• [EXERCISE OBJECTIVE] Return every record below exactly as written, but leave out the pictures.

• [DATASET]
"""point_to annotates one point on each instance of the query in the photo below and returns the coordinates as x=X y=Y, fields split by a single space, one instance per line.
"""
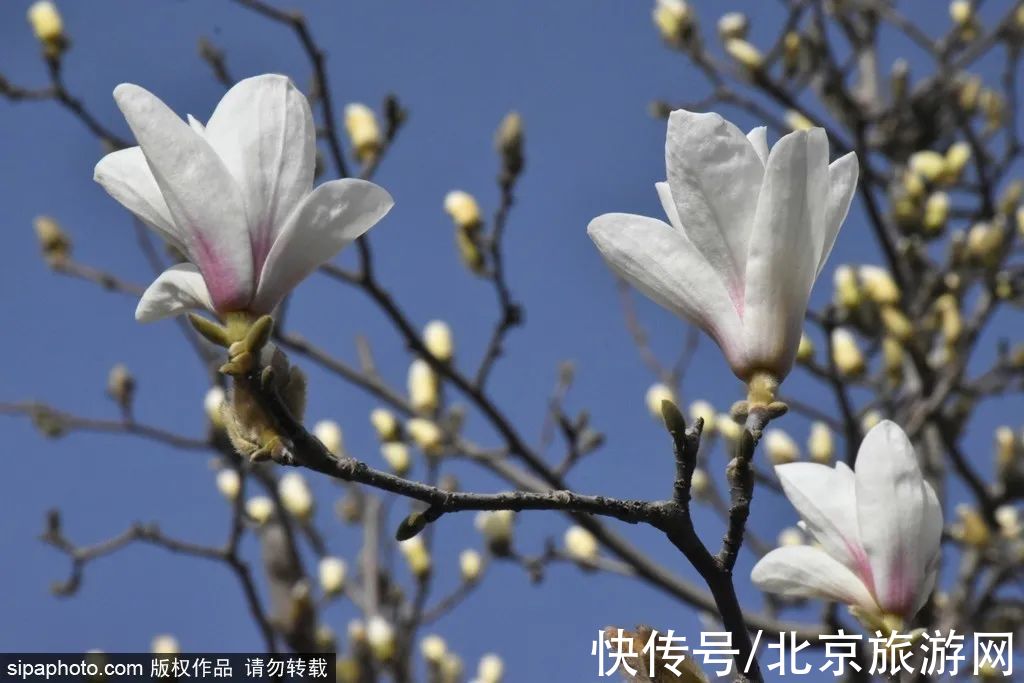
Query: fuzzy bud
x=733 y=25
x=424 y=386
x=395 y=454
x=846 y=354
x=491 y=669
x=332 y=574
x=295 y=496
x=330 y=435
x=259 y=509
x=53 y=242
x=780 y=446
x=417 y=555
x=744 y=53
x=228 y=483
x=380 y=636
x=364 y=131
x=437 y=339
x=820 y=445
x=121 y=385
x=657 y=393
x=433 y=648
x=581 y=545
x=464 y=210
x=470 y=564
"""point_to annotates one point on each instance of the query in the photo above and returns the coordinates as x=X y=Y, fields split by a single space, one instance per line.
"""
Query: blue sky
x=582 y=74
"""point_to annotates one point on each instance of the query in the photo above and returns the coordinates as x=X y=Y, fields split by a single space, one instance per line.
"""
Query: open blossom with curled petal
x=236 y=197
x=750 y=231
x=879 y=528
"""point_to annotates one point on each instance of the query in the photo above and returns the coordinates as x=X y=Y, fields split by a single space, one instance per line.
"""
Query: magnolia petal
x=263 y=130
x=331 y=217
x=126 y=177
x=825 y=500
x=715 y=174
x=759 y=140
x=175 y=291
x=201 y=195
x=842 y=183
x=896 y=517
x=807 y=571
x=666 y=266
x=784 y=249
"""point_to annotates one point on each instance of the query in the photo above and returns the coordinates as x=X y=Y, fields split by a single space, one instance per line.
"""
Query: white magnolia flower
x=236 y=197
x=879 y=529
x=750 y=231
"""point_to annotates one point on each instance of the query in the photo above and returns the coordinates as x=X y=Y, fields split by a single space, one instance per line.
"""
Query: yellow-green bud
x=846 y=354
x=364 y=131
x=581 y=544
x=424 y=386
x=437 y=339
x=464 y=210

• [RESULT OF THE EXERCISE]
"""point_to annotates one point on each instance of the query in the photo below and returns the coordinates as x=X y=Y, fields split by a single space, one instance per line.
"""
Query: fuzzy bud
x=733 y=25
x=424 y=386
x=395 y=454
x=846 y=354
x=491 y=669
x=332 y=574
x=295 y=496
x=330 y=435
x=259 y=509
x=53 y=242
x=780 y=446
x=417 y=555
x=744 y=53
x=228 y=483
x=380 y=636
x=364 y=131
x=437 y=339
x=820 y=445
x=121 y=385
x=657 y=393
x=433 y=648
x=581 y=545
x=464 y=210
x=470 y=564
"""point_to annotates one point on each instance of the query in the photo above and returns the coordinates as x=X y=Y, fields split by a single space, one instance per line.
"""
Query: blue sky
x=582 y=74
"""point_to annotates one point on each instance of the query in the photo above and returns the coordinates as x=X y=Y, fields split by a single space, one instance per line.
"""
Query: open blossom with curled petal
x=236 y=197
x=750 y=231
x=879 y=528
"""point_to annotates one point on each instance of the query in the photo above and returns the coordinates as x=X y=Y, fields split by a single space, one instance per line.
"""
Query: magnolia petal
x=263 y=130
x=331 y=217
x=126 y=177
x=825 y=500
x=715 y=174
x=759 y=140
x=175 y=291
x=201 y=195
x=842 y=183
x=896 y=517
x=807 y=571
x=666 y=266
x=784 y=249
"""point_to annotates one point on each instance of the query in the photo above and returns the coordinates as x=X y=Y, fields split by a single space, one instance per line.
"""
Query: white magnolia flower
x=236 y=197
x=879 y=529
x=750 y=231
"""point_to annotates one point on each instance of the query in the photo above and returns the coordinates as x=X y=Y, fields split by a single space, one instance per line.
"""
Query: yellow-green bud
x=846 y=354
x=364 y=131
x=581 y=544
x=424 y=386
x=437 y=339
x=464 y=210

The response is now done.